— STORED RECORDS —
= = = = =

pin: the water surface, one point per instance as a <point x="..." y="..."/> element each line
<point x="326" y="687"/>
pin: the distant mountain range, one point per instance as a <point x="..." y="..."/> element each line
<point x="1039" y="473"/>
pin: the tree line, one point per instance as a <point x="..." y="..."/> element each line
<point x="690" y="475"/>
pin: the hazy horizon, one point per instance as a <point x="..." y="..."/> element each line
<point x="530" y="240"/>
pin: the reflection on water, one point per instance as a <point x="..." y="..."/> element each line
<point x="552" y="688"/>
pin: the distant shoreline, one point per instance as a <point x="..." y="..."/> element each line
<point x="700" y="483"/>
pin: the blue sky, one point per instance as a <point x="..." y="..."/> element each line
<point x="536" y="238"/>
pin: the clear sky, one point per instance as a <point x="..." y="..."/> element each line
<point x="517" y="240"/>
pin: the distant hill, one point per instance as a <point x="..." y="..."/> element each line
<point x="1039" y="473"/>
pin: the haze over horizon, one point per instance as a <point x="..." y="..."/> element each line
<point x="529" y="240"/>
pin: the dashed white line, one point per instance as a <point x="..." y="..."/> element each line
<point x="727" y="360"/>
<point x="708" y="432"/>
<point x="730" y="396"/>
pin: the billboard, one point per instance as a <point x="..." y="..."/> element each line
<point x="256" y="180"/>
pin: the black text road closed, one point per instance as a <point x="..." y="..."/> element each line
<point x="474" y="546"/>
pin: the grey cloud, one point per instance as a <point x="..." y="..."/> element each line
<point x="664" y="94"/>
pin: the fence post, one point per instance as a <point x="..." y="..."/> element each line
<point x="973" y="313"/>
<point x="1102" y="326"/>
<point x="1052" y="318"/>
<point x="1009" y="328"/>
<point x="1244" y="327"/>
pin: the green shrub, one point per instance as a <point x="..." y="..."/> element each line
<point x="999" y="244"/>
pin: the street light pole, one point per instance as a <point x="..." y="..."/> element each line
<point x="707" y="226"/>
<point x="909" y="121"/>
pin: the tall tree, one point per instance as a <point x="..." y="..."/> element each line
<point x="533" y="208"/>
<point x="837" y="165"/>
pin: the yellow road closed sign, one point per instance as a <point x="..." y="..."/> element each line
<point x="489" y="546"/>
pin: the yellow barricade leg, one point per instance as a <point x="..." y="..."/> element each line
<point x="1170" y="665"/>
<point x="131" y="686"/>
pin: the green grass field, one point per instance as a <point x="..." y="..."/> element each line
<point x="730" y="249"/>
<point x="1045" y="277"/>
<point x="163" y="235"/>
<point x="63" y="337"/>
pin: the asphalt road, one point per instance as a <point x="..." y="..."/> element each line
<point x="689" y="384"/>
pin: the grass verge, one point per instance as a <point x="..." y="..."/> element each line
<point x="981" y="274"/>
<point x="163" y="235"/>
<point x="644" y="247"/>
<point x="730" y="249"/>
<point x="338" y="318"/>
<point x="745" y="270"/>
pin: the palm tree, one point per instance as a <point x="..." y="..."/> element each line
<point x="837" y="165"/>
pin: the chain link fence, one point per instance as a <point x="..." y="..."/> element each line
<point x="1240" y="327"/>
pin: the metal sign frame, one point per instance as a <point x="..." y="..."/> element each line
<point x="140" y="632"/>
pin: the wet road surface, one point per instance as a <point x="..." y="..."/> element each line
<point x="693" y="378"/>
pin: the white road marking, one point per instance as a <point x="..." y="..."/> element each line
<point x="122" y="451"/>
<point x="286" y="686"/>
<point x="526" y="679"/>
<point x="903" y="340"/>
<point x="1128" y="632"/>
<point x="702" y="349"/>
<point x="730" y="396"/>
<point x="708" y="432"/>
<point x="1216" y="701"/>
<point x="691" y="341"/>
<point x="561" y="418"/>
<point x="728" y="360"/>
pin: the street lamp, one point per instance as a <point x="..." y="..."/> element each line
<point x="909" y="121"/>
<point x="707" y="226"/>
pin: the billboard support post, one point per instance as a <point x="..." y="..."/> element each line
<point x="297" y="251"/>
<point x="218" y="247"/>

= = = = =

— THE TASK —
Repeat the preceding lines exactly, please, every one of them.

— TASK ANSWER —
pin: the water surface, one point per instance as a <point x="..." y="..."/> element each line
<point x="326" y="687"/>
pin: the distant mountain range, one point per instance as a <point x="..." y="..."/> element each line
<point x="1039" y="473"/>
pin: the tree line, one point per instance as a <point x="..." y="..."/> element each line
<point x="690" y="475"/>
pin: the hazy horizon, one point per instance as a <point x="..." y="..."/> element each line
<point x="530" y="240"/>
pin: the reflection on water, one point per instance as a <point x="..." y="..."/> element each line
<point x="552" y="688"/>
pin: the distant shoreline, one point per instance as a <point x="..." y="..."/> element each line
<point x="700" y="483"/>
pin: the blue sky, one point per instance as a <point x="..." y="..."/> element each line
<point x="536" y="238"/>
pin: the clear sky, one point per instance as a <point x="..." y="..."/> element each line
<point x="517" y="240"/>
pin: the distant hill, one point per instance as a <point x="..." y="..."/> element each line
<point x="1039" y="473"/>
pin: the haze over horizon, one point per instance as a <point x="..." y="..."/> element each line
<point x="529" y="240"/>
pin: the dashed white line, one point per instance as a <point x="..." y="..."/> element each line
<point x="727" y="360"/>
<point x="708" y="432"/>
<point x="730" y="396"/>
pin: the billboard, one point per instance as a <point x="..." y="..."/> element each line
<point x="256" y="180"/>
pin: the black text road closed, one point per instance as a <point x="..." y="..."/> element each line
<point x="474" y="546"/>
pin: the grey cloud, one point per instance as a <point x="..." y="..."/> element each line
<point x="664" y="94"/>
pin: the fence post, one point per instance as a <point x="..." y="..."/> element each line
<point x="973" y="313"/>
<point x="1102" y="326"/>
<point x="1052" y="318"/>
<point x="1009" y="328"/>
<point x="1244" y="327"/>
pin: the green shrub, one point per instance as a <point x="..." y="..."/> element each line
<point x="999" y="244"/>
pin: the street light pole, one point per instance as a <point x="..." y="..."/> element each line
<point x="707" y="226"/>
<point x="909" y="121"/>
pin: the tall tree, one point per instance as a <point x="..." y="..."/> element each line
<point x="533" y="208"/>
<point x="837" y="165"/>
pin: the yellow road closed sign, one point per instance as a <point x="..." y="..."/> element each line
<point x="489" y="546"/>
pin: the yellow barricade leg, one point per instance as a <point x="..." y="..."/> element each line
<point x="1170" y="665"/>
<point x="131" y="686"/>
pin: the green grass field, one point per instance as a <point x="..." y="..."/> element each line
<point x="730" y="249"/>
<point x="1045" y="277"/>
<point x="163" y="235"/>
<point x="63" y="337"/>
pin: the asphalt road, one point per instance as a <point x="..." y="..."/> element each line
<point x="689" y="384"/>
pin: the grass verge, one point per instance as a <point x="..." y="..."/> element each line
<point x="981" y="274"/>
<point x="163" y="235"/>
<point x="644" y="247"/>
<point x="730" y="249"/>
<point x="338" y="318"/>
<point x="745" y="270"/>
pin: the palm tree, one point per instance as a <point x="..." y="..."/> element each line
<point x="837" y="165"/>
pin: the chain link fence, one point per instance as a <point x="..." y="..."/> element each line
<point x="1240" y="327"/>
pin: the metal sign frame, one point per instance as a <point x="..." y="..."/> element each line
<point x="140" y="632"/>
pin: the wet road surface, one point per instance as a <point x="..." y="..."/> element each line
<point x="693" y="378"/>
pin: the white road marking, one point per instance as a <point x="..." y="..."/> element each line
<point x="122" y="451"/>
<point x="286" y="686"/>
<point x="526" y="679"/>
<point x="903" y="340"/>
<point x="1128" y="632"/>
<point x="702" y="349"/>
<point x="730" y="396"/>
<point x="708" y="432"/>
<point x="1216" y="701"/>
<point x="691" y="341"/>
<point x="561" y="418"/>
<point x="728" y="360"/>
pin: the street lamp, one point per instance as a <point x="..." y="..."/> element each line
<point x="909" y="121"/>
<point x="707" y="226"/>
pin: the billboard support post, one point per instance as a <point x="..." y="..."/> element each line
<point x="297" y="251"/>
<point x="218" y="247"/>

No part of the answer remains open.